_Exercise inputs_
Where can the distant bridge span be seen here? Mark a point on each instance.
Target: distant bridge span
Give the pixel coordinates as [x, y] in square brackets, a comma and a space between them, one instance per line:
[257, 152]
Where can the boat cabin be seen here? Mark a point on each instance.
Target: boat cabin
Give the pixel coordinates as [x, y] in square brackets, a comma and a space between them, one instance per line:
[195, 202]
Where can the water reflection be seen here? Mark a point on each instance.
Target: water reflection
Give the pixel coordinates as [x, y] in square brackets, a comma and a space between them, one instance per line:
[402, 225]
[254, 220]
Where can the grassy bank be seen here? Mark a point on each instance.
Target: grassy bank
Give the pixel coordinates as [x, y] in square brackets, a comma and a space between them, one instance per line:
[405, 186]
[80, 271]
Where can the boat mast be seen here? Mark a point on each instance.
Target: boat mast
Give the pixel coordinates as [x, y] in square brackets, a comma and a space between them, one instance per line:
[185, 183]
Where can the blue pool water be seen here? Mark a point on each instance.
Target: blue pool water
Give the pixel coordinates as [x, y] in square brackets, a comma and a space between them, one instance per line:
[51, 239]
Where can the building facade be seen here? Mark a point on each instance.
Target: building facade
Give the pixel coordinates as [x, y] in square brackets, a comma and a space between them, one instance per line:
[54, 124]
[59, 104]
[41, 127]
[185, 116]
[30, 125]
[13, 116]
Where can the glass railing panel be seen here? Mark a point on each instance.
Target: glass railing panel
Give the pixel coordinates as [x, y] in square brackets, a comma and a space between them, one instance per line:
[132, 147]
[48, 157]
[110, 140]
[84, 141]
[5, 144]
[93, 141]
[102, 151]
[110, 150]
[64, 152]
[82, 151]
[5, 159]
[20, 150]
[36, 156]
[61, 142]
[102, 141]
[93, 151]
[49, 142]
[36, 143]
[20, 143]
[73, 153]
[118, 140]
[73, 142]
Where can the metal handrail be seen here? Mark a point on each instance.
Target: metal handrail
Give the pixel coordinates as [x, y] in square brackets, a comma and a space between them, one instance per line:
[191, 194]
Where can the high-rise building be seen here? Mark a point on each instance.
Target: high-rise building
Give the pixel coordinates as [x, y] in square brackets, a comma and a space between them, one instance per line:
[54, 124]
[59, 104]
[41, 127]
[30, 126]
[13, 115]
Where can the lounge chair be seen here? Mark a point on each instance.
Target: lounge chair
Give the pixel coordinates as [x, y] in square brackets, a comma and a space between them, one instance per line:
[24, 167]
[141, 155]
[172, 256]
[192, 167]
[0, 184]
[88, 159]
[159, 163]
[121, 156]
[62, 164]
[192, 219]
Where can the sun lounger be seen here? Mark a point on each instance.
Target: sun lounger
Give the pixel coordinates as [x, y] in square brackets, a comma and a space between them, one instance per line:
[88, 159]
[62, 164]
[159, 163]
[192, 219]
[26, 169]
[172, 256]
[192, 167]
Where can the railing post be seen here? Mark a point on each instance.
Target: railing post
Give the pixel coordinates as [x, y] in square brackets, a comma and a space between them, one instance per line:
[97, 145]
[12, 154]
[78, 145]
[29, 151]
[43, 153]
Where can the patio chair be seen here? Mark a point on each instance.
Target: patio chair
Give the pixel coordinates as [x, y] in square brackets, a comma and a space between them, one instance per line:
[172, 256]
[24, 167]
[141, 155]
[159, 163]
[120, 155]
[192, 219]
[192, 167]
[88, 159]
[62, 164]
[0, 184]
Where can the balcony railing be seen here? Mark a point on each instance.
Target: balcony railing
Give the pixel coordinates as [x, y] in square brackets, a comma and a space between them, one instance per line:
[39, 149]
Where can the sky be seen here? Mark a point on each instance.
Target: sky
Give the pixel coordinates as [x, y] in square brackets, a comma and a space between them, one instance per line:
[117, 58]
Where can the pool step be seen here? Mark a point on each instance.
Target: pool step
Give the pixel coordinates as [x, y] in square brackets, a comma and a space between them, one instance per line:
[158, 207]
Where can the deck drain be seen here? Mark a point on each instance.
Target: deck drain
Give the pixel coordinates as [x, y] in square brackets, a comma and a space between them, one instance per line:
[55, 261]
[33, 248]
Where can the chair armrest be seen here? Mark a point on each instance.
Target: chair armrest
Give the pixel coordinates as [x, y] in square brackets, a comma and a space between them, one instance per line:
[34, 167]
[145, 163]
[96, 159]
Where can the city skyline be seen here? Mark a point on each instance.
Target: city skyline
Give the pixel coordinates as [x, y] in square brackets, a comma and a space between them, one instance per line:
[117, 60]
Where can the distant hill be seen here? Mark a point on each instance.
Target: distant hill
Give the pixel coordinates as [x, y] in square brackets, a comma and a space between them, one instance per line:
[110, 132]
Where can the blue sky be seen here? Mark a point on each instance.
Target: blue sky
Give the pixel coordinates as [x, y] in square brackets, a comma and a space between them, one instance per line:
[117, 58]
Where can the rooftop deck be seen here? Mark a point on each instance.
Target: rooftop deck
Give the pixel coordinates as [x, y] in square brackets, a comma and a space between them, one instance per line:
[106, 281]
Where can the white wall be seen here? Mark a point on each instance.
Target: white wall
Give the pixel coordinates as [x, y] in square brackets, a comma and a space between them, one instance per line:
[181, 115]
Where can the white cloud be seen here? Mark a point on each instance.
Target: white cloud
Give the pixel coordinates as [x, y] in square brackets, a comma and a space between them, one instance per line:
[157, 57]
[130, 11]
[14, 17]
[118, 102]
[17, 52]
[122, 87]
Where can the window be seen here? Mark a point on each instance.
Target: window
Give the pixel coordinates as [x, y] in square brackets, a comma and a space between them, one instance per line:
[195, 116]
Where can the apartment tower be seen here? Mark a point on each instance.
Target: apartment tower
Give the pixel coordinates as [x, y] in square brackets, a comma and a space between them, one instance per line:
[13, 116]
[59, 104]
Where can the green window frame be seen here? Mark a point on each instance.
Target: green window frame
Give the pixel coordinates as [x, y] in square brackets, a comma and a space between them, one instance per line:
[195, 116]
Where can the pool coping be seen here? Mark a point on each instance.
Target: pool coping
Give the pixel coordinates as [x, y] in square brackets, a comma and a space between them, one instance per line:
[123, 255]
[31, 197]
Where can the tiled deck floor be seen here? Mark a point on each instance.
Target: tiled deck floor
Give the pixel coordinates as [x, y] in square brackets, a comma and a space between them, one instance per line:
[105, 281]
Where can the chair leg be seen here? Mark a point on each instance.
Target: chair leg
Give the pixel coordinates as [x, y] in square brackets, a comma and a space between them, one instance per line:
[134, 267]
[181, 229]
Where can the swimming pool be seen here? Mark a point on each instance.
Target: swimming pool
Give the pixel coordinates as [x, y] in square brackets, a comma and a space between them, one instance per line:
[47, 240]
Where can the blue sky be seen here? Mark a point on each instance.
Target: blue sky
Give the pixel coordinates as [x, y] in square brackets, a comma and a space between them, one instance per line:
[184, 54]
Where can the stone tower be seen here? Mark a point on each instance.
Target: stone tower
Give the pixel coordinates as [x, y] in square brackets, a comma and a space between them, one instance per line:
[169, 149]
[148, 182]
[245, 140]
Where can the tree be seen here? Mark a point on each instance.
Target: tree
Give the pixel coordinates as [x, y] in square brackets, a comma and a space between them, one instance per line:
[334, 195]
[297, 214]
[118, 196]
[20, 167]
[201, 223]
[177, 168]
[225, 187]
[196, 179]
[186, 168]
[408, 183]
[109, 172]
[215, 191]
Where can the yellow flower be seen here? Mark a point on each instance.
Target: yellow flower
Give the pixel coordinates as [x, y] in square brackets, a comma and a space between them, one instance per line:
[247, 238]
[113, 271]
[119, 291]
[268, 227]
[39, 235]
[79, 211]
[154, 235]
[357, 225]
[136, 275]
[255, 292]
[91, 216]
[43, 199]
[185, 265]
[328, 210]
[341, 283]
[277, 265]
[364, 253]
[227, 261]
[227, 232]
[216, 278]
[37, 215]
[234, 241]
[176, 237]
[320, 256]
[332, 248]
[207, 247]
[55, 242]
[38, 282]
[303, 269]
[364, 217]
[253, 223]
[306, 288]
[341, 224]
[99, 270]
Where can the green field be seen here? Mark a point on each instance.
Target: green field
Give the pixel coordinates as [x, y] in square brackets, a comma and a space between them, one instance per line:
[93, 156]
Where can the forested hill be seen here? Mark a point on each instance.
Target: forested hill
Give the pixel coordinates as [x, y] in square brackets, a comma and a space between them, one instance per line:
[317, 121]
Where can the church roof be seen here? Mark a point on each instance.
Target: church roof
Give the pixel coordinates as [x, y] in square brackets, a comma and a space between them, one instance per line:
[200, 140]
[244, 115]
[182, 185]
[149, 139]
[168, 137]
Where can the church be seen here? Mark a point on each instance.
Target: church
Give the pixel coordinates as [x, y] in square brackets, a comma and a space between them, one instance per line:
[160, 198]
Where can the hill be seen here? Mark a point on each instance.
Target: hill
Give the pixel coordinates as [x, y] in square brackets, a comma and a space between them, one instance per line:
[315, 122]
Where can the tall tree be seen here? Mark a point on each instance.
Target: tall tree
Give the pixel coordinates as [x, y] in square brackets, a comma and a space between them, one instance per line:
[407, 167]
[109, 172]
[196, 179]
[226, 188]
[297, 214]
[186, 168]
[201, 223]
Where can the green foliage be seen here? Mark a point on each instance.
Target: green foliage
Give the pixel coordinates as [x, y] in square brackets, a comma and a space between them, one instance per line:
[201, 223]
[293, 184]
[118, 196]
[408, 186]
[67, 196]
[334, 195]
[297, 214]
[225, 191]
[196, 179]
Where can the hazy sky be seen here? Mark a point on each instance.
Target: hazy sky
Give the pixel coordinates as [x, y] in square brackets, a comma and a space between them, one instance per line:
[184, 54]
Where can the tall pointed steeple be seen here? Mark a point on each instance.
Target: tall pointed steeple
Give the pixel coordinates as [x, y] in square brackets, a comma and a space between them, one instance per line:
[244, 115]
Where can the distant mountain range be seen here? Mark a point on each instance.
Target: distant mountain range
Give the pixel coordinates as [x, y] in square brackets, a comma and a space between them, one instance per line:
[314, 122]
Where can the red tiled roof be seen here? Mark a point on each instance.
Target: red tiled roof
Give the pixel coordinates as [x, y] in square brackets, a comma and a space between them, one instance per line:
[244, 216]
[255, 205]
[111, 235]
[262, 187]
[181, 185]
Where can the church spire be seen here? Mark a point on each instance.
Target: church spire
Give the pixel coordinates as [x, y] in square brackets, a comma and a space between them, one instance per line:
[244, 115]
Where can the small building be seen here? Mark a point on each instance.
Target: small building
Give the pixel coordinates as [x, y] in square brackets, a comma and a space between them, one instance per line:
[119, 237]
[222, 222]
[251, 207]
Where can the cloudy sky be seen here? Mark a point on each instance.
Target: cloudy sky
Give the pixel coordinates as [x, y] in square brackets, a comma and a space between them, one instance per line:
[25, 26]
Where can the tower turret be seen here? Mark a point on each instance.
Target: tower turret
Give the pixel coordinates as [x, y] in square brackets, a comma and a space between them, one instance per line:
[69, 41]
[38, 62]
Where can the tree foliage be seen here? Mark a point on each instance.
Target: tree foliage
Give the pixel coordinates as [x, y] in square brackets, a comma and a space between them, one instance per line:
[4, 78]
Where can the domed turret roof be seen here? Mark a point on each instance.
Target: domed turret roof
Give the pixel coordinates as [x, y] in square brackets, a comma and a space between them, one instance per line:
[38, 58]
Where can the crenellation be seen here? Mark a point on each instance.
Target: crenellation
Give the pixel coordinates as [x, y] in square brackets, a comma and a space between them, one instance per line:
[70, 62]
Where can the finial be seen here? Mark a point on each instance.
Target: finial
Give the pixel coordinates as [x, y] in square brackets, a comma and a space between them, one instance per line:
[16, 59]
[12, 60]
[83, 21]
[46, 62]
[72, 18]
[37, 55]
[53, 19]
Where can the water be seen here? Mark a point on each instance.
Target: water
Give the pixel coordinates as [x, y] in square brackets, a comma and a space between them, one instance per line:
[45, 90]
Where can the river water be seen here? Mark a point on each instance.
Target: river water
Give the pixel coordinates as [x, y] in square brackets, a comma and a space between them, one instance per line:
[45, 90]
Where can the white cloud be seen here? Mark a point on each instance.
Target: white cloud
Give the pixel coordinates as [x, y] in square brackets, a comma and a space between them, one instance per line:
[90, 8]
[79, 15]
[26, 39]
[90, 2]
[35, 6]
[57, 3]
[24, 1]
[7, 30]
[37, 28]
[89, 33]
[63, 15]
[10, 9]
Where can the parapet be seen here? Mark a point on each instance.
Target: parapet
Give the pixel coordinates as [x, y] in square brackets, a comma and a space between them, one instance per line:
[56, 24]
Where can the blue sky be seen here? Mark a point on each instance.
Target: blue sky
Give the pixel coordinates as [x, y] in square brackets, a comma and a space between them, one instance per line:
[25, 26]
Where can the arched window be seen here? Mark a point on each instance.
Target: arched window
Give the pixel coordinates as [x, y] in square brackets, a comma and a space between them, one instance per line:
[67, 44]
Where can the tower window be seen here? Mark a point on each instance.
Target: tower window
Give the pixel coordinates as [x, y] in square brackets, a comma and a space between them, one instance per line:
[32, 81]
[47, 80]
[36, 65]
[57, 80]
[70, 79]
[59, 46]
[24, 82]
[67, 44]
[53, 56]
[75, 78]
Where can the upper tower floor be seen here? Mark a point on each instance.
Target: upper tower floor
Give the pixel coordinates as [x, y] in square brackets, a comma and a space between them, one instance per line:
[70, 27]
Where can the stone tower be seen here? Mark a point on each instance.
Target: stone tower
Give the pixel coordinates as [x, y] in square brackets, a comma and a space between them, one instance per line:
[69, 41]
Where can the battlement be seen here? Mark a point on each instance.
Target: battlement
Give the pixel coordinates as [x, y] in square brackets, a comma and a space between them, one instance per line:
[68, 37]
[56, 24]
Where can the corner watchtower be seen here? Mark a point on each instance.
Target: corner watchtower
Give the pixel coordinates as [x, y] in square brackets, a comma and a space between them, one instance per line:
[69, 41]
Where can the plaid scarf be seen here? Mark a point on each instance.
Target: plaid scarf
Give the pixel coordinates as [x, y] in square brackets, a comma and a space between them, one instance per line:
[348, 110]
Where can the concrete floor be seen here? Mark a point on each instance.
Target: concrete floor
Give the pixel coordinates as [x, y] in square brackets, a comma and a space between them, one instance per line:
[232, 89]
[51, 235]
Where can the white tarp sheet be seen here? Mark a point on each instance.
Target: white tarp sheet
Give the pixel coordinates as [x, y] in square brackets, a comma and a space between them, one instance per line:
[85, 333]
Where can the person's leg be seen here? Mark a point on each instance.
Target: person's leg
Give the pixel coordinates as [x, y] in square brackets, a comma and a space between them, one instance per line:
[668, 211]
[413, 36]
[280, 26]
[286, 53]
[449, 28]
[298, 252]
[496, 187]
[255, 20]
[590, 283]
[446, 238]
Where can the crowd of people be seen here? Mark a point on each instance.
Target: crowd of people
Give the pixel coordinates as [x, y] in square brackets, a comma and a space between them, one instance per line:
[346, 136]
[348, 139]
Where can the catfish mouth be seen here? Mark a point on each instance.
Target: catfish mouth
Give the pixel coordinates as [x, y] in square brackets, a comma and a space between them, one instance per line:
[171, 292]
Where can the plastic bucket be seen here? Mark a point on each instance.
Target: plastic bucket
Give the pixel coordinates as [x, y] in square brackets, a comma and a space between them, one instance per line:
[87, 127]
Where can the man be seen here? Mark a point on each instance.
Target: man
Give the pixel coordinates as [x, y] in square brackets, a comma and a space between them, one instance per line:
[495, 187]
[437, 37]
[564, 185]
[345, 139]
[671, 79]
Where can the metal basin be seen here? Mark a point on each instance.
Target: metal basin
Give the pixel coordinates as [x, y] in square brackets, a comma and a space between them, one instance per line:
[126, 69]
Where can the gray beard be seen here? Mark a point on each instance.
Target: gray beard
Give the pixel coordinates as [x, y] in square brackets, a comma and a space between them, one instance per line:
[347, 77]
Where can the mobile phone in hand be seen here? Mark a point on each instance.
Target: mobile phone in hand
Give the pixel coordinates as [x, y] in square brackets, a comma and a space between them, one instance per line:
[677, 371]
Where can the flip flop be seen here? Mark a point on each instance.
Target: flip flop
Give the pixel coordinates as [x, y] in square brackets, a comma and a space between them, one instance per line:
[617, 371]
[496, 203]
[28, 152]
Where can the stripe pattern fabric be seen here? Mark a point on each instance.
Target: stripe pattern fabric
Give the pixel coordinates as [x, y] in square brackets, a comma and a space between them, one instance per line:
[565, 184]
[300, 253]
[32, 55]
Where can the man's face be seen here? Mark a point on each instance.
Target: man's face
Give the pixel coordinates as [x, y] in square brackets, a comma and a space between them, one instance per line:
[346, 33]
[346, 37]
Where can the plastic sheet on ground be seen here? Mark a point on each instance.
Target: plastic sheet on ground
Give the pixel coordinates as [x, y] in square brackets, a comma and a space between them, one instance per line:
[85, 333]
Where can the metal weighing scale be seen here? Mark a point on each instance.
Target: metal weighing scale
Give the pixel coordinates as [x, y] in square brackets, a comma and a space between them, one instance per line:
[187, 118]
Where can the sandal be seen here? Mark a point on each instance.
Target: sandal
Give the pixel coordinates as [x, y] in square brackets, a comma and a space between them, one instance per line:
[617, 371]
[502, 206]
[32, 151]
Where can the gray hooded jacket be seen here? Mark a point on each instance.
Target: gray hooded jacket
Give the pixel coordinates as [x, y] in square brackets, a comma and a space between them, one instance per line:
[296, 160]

_Exercise task_
Rename "sandal" to "boot" in the data from the line that has "Where can the plastic sheet" through the end of the data, and return those lines with everything else unchanged.

_Result_
Where can the plastic sheet on ground be seen here? Mark a point on each instance.
Target: plastic sheet on ground
Give the pixel coordinates as [x, y] in square brackets, a comma and a space between them, one instance per line:
[85, 333]
Where can the metal weighing scale be seen here? Mark a point on each instance.
Target: metal weighing scale
Give the pixel coordinates as [x, y] in square brackets, a comma and a space between them, one instance per line:
[187, 118]
Where can the boot be seen here? Mark a point on each instance.
Target: boot
Give the pixel coordinates as [x, y] in square brackets, a comma and a space between them, one instance per line:
[617, 371]
[502, 206]
[32, 151]
Where can the gray hooded jacket be seen here? Mark a point on each instance.
Target: gray hooded jacket
Give the pixel coordinates as [x, y] in square brackets, a comma and a space between them, one instance per line:
[296, 160]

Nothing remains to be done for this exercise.